_STATED GOAL_
Which lines in the entries below contain the word "twig"? Extract each of those lines in full, and treat uppercase and lowercase as different.

— START —

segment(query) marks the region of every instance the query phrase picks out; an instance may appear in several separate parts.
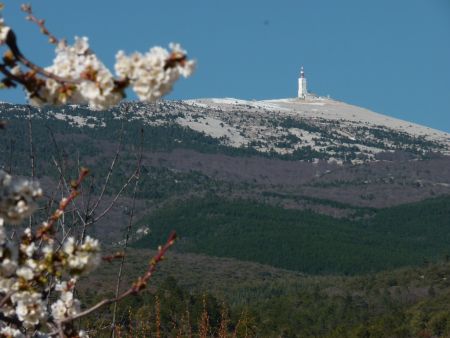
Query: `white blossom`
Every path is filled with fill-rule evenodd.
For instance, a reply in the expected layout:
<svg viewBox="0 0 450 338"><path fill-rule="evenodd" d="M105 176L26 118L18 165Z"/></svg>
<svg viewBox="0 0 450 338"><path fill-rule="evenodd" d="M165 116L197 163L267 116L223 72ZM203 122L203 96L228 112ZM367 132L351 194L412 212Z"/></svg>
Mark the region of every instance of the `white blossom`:
<svg viewBox="0 0 450 338"><path fill-rule="evenodd" d="M25 335L17 329L5 326L0 329L0 335L7 338L25 338Z"/></svg>
<svg viewBox="0 0 450 338"><path fill-rule="evenodd" d="M171 56L185 56L178 44L170 45L172 51L153 47L147 53L126 56L123 51L116 55L117 76L127 79L140 100L152 102L172 90L180 76L188 77L195 68L194 61L177 62L168 66Z"/></svg>
<svg viewBox="0 0 450 338"><path fill-rule="evenodd" d="M42 195L39 184L21 178L13 178L0 170L0 218L9 223L19 223L30 216Z"/></svg>
<svg viewBox="0 0 450 338"><path fill-rule="evenodd" d="M38 95L29 97L31 103L89 104L92 109L101 110L123 98L123 92L115 88L111 72L89 49L86 37L76 37L73 46L61 42L55 52L53 65L46 70L68 81L62 84L53 78L46 79Z"/></svg>
<svg viewBox="0 0 450 338"><path fill-rule="evenodd" d="M0 16L0 45L5 43L10 30L11 28L5 25L4 19Z"/></svg>
<svg viewBox="0 0 450 338"><path fill-rule="evenodd" d="M16 292L11 296L16 304L16 315L25 327L31 328L46 318L42 295L37 292Z"/></svg>

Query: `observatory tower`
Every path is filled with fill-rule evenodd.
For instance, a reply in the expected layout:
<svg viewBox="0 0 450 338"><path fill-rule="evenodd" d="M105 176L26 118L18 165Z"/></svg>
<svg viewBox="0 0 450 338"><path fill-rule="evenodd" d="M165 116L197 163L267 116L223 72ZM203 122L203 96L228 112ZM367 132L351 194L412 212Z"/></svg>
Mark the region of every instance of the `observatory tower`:
<svg viewBox="0 0 450 338"><path fill-rule="evenodd" d="M306 78L305 71L303 70L303 66L300 70L300 77L298 78L298 98L305 99L308 95L308 89L306 87Z"/></svg>

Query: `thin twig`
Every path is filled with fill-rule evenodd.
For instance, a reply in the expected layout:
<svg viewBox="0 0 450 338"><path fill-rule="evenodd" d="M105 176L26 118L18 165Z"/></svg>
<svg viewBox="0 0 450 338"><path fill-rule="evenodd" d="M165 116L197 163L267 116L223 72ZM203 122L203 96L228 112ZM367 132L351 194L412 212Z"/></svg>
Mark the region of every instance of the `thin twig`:
<svg viewBox="0 0 450 338"><path fill-rule="evenodd" d="M134 210L136 207L136 192L137 192L137 188L138 188L138 184L139 184L139 178L141 176L143 148L144 148L144 129L141 129L141 146L140 146L140 150L139 150L139 158L138 158L137 168L136 168L136 181L134 182L133 202L132 202L132 207L131 207L131 212L130 212L130 218L128 220L127 231L126 231L126 235L125 235L125 243L124 243L124 247L123 247L124 255L122 256L122 259L120 261L119 273L117 274L116 292L114 295L116 298L119 296L119 292L120 292L120 283L122 282L122 272L123 272L123 267L125 264L125 254L126 254L126 251L128 248L128 241L130 239L131 226L133 224ZM116 314L117 314L117 303L114 303L113 318L112 318L112 322L111 322L111 336L113 338L115 338Z"/></svg>
<svg viewBox="0 0 450 338"><path fill-rule="evenodd" d="M117 159L119 158L120 151L122 149L122 145L123 145L123 130L124 130L124 123L122 121L122 127L121 127L121 130L120 130L119 145L117 146L116 153L115 153L114 158L113 158L113 160L111 162L111 165L109 166L108 174L106 175L106 180L105 180L105 183L103 184L102 191L100 192L100 196L97 198L97 200L95 201L92 209L90 210L89 216L92 216L92 214L98 208L98 205L99 205L100 201L103 199L103 195L104 195L104 193L106 191L106 187L108 186L109 180L111 178L111 175L113 173L114 167L115 167L116 162L117 162Z"/></svg>
<svg viewBox="0 0 450 338"><path fill-rule="evenodd" d="M158 253L151 259L147 272L143 276L139 277L138 280L135 283L133 283L133 285L129 289L127 289L126 291L121 293L118 297L111 298L111 299L103 299L102 301L98 302L97 304L90 307L89 309L81 311L73 316L64 318L61 321L61 323L68 323L68 322L74 321L78 318L85 317L105 305L118 302L118 301L124 299L125 297L130 296L132 294L136 294L139 291L141 291L142 289L144 289L145 286L147 285L148 281L152 278L153 274L155 273L158 263L160 263L164 259L164 255L167 253L167 251L170 249L170 247L174 244L176 237L177 237L177 235L175 232L172 232L169 235L169 238L167 239L166 244L164 244L163 247L160 247L158 250ZM55 335L55 334L53 333L53 335Z"/></svg>
<svg viewBox="0 0 450 338"><path fill-rule="evenodd" d="M54 44L54 45L58 44L58 39L57 39L52 33L50 33L50 31L49 31L49 30L47 29L47 27L45 26L45 20L43 20L43 19L38 19L36 16L34 16L33 10L32 10L32 8L31 8L31 5L30 5L30 4L22 4L22 5L20 6L20 9L21 9L23 12L25 12L25 13L28 14L27 17L26 17L26 19L27 19L28 21L34 22L36 25L39 26L39 29L40 29L41 33L44 34L44 35L46 35L46 36L48 36L48 41L49 41L51 44Z"/></svg>

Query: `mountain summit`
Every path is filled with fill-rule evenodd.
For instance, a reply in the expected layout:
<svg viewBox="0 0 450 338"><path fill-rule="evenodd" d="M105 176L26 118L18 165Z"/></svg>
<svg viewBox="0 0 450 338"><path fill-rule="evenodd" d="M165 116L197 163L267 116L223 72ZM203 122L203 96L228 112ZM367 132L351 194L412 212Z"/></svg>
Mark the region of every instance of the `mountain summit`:
<svg viewBox="0 0 450 338"><path fill-rule="evenodd" d="M19 118L24 107L1 104L0 118ZM184 128L217 146L290 160L357 164L395 154L424 158L450 153L448 133L312 95L263 101L225 98L123 103L105 112L65 106L32 115L89 128L106 128L126 115L128 122L150 128Z"/></svg>

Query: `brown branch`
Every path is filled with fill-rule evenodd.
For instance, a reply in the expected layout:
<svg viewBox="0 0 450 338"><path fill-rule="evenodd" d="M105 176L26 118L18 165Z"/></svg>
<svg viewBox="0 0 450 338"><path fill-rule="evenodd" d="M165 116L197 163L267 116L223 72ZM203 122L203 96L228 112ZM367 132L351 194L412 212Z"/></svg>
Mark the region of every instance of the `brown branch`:
<svg viewBox="0 0 450 338"><path fill-rule="evenodd" d="M25 12L28 14L26 16L26 19L28 21L31 21L31 22L35 23L36 25L38 25L41 33L48 36L48 42L50 42L51 44L54 44L54 45L56 45L58 43L59 40L52 33L50 33L50 31L47 29L47 27L45 27L45 20L38 19L37 17L34 16L33 10L31 8L30 4L22 4L20 6L20 9L22 10L22 12Z"/></svg>
<svg viewBox="0 0 450 338"><path fill-rule="evenodd" d="M70 184L72 189L70 195L67 198L61 200L58 209L56 209L56 211L53 213L52 216L50 216L48 221L43 223L41 227L37 230L36 233L37 238L45 238L48 232L53 230L53 226L55 225L56 221L58 221L61 218L61 216L64 215L64 211L66 210L67 206L79 195L78 188L80 187L81 183L88 175L88 173L89 173L88 169L81 168L78 179L76 181L72 181Z"/></svg>
<svg viewBox="0 0 450 338"><path fill-rule="evenodd" d="M30 60L28 60L20 51L19 47L17 46L17 38L16 38L16 34L14 33L14 31L12 29L9 30L8 34L6 35L6 39L5 39L5 43L8 45L9 49L11 49L11 52L13 53L14 57L16 58L16 60L20 61L21 63L23 63L25 66L27 66L28 68L34 70L35 72L44 75L45 77L48 77L49 79L53 79L59 83L62 84L78 84L80 83L80 80L72 80L72 79L66 79L66 78L62 78L58 75L55 75L49 71L46 71L44 68L39 67L37 65L35 65L33 62L31 62Z"/></svg>
<svg viewBox="0 0 450 338"><path fill-rule="evenodd" d="M98 205L99 205L100 201L103 199L103 195L105 194L105 191L106 191L106 188L108 186L109 180L111 179L111 175L113 173L114 167L115 167L116 162L117 162L117 160L119 158L120 151L122 150L123 134L124 134L124 123L122 121L122 127L120 129L119 145L117 146L116 153L115 153L114 158L113 158L113 160L111 162L111 165L109 166L108 174L106 175L105 183L103 184L102 191L100 192L100 196L97 198L97 200L94 203L94 206L91 208L91 210L88 213L89 217L91 217L94 214L95 210L97 210L97 208L98 208Z"/></svg>
<svg viewBox="0 0 450 338"><path fill-rule="evenodd" d="M139 158L138 158L137 168L136 168L136 181L134 183L134 189L133 189L133 203L132 203L132 207L131 207L130 218L128 220L127 232L126 232L126 236L125 236L125 243L124 243L124 247L123 247L124 253L126 252L126 250L128 248L128 241L130 240L131 226L133 225L134 210L136 207L136 193L137 193L137 187L139 184L139 178L141 177L143 150L144 150L144 129L141 129L141 146L140 146L140 150L139 150ZM120 261L119 273L117 274L116 293L114 295L115 297L117 297L119 295L120 283L122 282L122 272L123 272L124 265L125 265L125 255L123 255L123 257ZM117 303L114 303L113 318L112 318L112 322L111 322L112 338L114 338L116 336L116 334L115 334L116 314L117 314Z"/></svg>
<svg viewBox="0 0 450 338"><path fill-rule="evenodd" d="M117 296L115 298L104 299L104 300L98 302L97 304L95 304L94 306L90 307L89 309L79 312L73 316L67 317L67 318L63 319L61 321L61 323L64 324L64 323L72 322L78 318L87 316L105 305L109 305L109 304L118 302L118 301L120 301L130 295L136 294L139 291L141 291L142 289L144 289L145 286L147 285L148 281L150 280L150 278L152 278L154 272L156 271L156 267L157 267L158 263L160 263L164 259L164 255L167 253L167 251L170 249L170 247L174 244L176 237L177 237L177 235L176 235L175 231L173 231L169 235L169 238L167 239L166 244L164 244L163 247L160 247L158 249L158 253L151 259L147 272L143 276L139 277L137 279L137 281L135 283L133 283L133 285L128 290L124 291L123 293L121 293L119 296Z"/></svg>
<svg viewBox="0 0 450 338"><path fill-rule="evenodd" d="M113 260L122 259L123 257L125 257L125 252L117 251L117 252L113 253L112 255L103 256L102 260L104 260L108 263L111 263Z"/></svg>

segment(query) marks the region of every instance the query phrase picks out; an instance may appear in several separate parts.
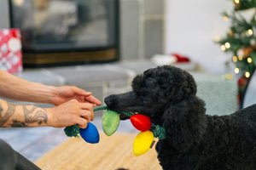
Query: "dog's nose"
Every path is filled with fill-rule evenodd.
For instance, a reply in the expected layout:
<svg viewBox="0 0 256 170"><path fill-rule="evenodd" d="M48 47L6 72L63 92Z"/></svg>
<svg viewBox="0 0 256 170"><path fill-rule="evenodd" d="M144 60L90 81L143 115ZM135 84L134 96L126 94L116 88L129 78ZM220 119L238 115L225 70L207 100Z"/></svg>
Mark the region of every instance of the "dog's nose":
<svg viewBox="0 0 256 170"><path fill-rule="evenodd" d="M116 101L116 97L113 94L106 97L104 99L105 104L110 110L115 107L114 105L117 103Z"/></svg>

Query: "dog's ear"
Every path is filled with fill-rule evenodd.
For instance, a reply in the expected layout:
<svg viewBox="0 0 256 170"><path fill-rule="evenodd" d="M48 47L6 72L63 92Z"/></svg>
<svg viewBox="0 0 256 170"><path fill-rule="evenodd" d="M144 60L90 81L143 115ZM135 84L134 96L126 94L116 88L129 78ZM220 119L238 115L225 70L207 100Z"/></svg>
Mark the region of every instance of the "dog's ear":
<svg viewBox="0 0 256 170"><path fill-rule="evenodd" d="M206 129L205 103L196 96L169 105L163 115L166 139L179 151L186 151L201 139Z"/></svg>

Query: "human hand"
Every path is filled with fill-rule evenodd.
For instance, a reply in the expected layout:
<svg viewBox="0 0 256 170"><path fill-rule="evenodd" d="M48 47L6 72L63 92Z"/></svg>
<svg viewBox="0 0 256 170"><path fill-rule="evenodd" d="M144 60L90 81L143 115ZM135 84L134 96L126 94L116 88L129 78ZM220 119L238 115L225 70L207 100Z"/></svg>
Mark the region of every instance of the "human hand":
<svg viewBox="0 0 256 170"><path fill-rule="evenodd" d="M90 92L86 92L74 86L55 87L53 105L59 105L73 99L79 102L93 104L94 106L102 105L101 101L92 96Z"/></svg>
<svg viewBox="0 0 256 170"><path fill-rule="evenodd" d="M48 108L47 125L55 128L64 128L78 124L80 128L85 128L87 123L94 119L93 104L81 103L71 99L54 108Z"/></svg>

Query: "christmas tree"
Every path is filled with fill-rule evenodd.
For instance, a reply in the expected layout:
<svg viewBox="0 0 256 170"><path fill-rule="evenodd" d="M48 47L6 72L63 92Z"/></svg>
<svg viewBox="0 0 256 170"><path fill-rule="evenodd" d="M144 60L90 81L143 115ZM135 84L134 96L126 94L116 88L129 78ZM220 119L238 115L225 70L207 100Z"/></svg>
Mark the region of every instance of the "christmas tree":
<svg viewBox="0 0 256 170"><path fill-rule="evenodd" d="M256 0L233 0L231 14L224 12L224 20L230 20L230 28L225 37L218 43L225 53L231 54L237 74L240 104L245 94L246 86L256 67ZM249 11L250 16L243 13ZM253 11L253 13L251 13Z"/></svg>

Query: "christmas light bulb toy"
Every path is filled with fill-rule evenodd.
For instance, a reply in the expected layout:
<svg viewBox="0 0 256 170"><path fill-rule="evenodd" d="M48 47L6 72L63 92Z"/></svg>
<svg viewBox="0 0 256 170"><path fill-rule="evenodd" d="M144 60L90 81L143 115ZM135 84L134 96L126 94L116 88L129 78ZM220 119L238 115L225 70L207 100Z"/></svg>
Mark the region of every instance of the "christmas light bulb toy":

— END —

_TASK ANSWER_
Query: `thin twig`
Mark the region of every instance of the `thin twig`:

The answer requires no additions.